TASK TO COMPLETE
From the entries below, copy every line that has the word "head".
# # #
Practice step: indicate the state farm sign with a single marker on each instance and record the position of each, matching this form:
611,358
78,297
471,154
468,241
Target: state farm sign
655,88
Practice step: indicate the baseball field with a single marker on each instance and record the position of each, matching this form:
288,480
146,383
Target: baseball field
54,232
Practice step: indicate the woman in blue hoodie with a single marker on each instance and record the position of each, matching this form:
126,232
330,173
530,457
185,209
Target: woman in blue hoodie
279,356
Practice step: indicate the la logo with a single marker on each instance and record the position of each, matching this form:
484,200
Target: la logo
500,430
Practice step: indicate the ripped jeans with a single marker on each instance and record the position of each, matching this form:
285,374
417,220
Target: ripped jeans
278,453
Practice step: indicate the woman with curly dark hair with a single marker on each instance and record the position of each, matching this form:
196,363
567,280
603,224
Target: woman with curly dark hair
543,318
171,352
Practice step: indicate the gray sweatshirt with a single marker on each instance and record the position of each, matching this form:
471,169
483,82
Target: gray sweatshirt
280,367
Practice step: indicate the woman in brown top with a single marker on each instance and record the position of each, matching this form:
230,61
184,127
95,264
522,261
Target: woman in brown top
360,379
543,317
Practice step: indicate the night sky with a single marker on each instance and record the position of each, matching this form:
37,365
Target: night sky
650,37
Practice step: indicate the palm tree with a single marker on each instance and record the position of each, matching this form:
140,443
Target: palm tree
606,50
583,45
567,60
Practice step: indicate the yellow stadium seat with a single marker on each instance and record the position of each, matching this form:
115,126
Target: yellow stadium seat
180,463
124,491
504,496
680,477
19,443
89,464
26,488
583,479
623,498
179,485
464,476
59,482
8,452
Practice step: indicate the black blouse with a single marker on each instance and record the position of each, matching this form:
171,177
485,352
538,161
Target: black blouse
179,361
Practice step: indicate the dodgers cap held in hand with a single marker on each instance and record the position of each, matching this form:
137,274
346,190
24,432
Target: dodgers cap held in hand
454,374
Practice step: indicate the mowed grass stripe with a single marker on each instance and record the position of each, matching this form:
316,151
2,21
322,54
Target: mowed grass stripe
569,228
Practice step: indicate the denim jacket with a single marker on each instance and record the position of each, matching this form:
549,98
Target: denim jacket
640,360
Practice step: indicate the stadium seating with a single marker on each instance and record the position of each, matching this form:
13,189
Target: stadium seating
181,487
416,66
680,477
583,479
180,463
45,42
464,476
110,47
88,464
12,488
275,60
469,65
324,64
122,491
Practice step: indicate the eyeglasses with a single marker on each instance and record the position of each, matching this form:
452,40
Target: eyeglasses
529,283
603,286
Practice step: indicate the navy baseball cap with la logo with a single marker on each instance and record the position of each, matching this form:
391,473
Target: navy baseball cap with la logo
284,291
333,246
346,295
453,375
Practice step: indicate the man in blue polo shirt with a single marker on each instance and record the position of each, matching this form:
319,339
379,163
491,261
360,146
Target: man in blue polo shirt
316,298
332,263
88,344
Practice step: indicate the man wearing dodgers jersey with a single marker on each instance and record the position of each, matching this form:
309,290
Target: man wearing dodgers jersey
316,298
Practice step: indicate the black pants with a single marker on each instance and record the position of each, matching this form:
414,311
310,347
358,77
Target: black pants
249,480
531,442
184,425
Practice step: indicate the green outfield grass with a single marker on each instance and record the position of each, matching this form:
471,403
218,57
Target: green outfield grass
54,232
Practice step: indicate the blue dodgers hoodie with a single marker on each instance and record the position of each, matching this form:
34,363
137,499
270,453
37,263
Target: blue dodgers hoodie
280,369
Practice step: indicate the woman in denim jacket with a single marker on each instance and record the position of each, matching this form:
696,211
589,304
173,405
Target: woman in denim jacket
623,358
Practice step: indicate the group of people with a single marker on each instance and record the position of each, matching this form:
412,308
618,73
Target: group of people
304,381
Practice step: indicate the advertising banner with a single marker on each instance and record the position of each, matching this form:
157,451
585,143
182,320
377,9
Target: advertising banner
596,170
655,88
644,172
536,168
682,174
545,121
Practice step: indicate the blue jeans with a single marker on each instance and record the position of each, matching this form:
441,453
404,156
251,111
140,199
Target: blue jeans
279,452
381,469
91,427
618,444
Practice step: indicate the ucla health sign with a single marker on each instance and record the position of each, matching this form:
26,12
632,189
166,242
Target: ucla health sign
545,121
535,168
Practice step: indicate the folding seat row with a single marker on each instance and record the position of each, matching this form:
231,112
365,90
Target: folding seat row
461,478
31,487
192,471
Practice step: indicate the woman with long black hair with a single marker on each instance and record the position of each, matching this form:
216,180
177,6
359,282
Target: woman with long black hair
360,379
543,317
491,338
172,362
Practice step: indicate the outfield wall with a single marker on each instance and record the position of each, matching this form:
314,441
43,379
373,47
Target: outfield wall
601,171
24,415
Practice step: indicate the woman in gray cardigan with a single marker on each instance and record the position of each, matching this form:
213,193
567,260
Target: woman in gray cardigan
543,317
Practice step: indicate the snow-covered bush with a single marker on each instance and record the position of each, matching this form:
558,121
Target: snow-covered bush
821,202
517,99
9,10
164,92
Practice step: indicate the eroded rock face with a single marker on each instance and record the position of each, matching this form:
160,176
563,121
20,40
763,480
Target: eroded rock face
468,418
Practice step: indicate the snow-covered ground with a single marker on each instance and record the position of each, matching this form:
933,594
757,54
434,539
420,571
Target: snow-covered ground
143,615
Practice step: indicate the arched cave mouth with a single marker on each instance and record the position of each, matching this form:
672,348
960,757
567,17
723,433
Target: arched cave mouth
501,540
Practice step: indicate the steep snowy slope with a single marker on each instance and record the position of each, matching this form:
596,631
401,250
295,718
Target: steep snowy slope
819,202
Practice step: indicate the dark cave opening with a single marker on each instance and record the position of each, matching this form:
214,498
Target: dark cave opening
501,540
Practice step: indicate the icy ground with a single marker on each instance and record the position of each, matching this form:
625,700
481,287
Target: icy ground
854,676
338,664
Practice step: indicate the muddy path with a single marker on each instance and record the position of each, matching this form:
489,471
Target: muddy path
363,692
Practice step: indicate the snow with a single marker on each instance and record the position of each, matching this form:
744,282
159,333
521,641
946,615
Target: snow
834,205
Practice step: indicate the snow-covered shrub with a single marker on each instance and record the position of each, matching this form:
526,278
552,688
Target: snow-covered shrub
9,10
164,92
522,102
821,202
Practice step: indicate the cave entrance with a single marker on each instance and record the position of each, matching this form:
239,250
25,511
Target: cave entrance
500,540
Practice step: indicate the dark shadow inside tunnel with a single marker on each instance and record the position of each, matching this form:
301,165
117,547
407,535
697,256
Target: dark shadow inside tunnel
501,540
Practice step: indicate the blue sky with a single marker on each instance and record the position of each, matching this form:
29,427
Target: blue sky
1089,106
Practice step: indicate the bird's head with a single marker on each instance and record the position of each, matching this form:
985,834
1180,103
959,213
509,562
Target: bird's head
# # #
EXERCISE SOLUTION
Practice step: indicate the bird's head with a single marker on each instance and record the position of each, matching this form:
Target: bird's head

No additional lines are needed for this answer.